- _WHAT IS NEEDED_
Leaving the pictures aside, return all of the data below exactly.

- _EXERCISE INPUT_
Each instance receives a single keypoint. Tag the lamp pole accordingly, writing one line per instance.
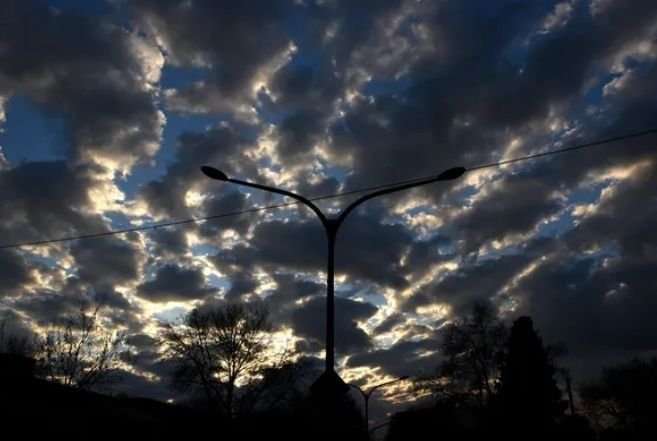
(331, 227)
(366, 398)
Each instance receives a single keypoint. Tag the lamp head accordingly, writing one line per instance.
(214, 173)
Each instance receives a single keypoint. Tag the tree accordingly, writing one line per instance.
(624, 400)
(77, 351)
(217, 349)
(472, 348)
(14, 339)
(528, 393)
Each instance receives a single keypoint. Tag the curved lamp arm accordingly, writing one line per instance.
(218, 175)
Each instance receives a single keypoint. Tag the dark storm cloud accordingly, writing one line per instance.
(513, 205)
(309, 321)
(289, 289)
(366, 249)
(106, 260)
(389, 323)
(87, 70)
(14, 272)
(45, 307)
(602, 302)
(225, 201)
(402, 358)
(46, 199)
(230, 40)
(469, 284)
(168, 242)
(173, 283)
(223, 146)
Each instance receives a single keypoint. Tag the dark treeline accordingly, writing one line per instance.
(495, 379)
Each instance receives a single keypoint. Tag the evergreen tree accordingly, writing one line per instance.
(529, 397)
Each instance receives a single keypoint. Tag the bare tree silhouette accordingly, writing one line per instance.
(472, 347)
(78, 351)
(218, 349)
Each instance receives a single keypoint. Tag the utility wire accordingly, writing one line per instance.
(331, 196)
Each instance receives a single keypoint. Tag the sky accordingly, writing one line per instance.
(109, 108)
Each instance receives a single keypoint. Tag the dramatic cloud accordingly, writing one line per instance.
(98, 76)
(320, 97)
(172, 282)
(309, 321)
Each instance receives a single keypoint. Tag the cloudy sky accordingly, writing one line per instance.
(107, 110)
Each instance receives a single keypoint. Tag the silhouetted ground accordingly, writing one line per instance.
(32, 408)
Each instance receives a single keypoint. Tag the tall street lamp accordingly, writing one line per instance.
(329, 379)
(368, 394)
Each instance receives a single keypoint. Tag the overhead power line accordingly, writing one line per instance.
(319, 198)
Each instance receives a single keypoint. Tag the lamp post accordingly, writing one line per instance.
(368, 394)
(329, 378)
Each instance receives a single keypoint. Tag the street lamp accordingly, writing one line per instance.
(329, 378)
(368, 394)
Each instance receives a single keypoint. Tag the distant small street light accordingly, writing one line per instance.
(366, 397)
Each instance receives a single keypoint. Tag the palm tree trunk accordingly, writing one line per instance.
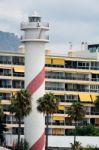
(46, 145)
(19, 133)
(75, 133)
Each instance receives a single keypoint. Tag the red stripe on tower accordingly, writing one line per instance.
(36, 82)
(32, 88)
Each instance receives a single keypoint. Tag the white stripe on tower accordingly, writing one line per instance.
(34, 124)
(34, 40)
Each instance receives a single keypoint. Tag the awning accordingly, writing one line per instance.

- _YOUR SOLUTION_
Each instance receives a single keypoint. Tag the lamp pole accordingly, writing one line per instance.
(331, 227)
(366, 398)
Each instance receives a single keypoint. Tag the lamp head accordingly, writing one line per instance.
(214, 173)
Each instance receives a single keypoint. Tag the tree accordingly, writing one line per instance.
(624, 400)
(77, 351)
(217, 349)
(472, 348)
(14, 339)
(528, 393)
Each instance receives a single keypoint. Tag the curved lamp arm accordingly, writing one line per instance.
(218, 175)
Each instance receives a single keypoint. Tag the dark storm cloud accordingly, writing one line per instance.
(513, 205)
(309, 321)
(289, 289)
(366, 249)
(106, 260)
(389, 323)
(87, 70)
(14, 272)
(45, 307)
(602, 302)
(225, 201)
(402, 358)
(46, 199)
(230, 40)
(469, 284)
(168, 242)
(173, 283)
(223, 146)
Each instance receives a single keypoint. Tag the dark treeline accordingly, writing one line per instance.
(495, 379)
Each instance receives a single keypoint. Tag the evergreen tree accordingly, writing one line per instance.
(529, 397)
Each instance receives a single keypoint. Tag the bare tree silhouette accordingly, writing one line per instance.
(472, 347)
(78, 351)
(218, 349)
Each instance receives a single keypoint. Tag the utility wire accordingly, writing one line per instance.
(331, 196)
Each instance receives a single keypoint. Tag the sky accordingly, writing one line per instance.
(109, 108)
Each instance receives a single keypoint. Tag the dramatic cloud accordingly, writing one line per instance.
(98, 76)
(320, 97)
(172, 282)
(309, 321)
Each instance receives a single keypoint. Tag the cloudy sky accordingly, writing one line per instance.
(107, 110)
Each instance receives a single keypoint. Tag the silhouetted ground accordingly, writing one line per instance.
(32, 408)
Each instance receives a single keypoint. Tag the tall street lamp accordingly, writing one line per instance.
(329, 379)
(368, 394)
Each instance receives a single keypoint. Tag the overhead power line accordingly, writing one line per instance.
(319, 198)
Each instance receives a single keypoint. Tag the lamp post accordingly, writing one line per instance.
(368, 394)
(329, 378)
Each instance receives a single keypoint. Tag the street lamp accordingly, writing one line per instance.
(329, 378)
(368, 394)
Each instance receives a single keypoint. Tag the distant small street light accordingly, writing one line per instance.
(366, 397)
Each instance receives a single keypoint. Tag the palm tree trunk accordingly, writing one line per instance.
(46, 145)
(19, 133)
(75, 133)
Each instance receives a single keypoint. Tag the red stripe on tower accordingly, writing one line per instance.
(36, 82)
(32, 88)
Each instance receives a single keypoint. Tag the white stripe on tower accordingly, writing one line per instance.
(34, 124)
(34, 40)
Each instance receives a single keypoint. Tag the awning accordingly, writing one line per instance.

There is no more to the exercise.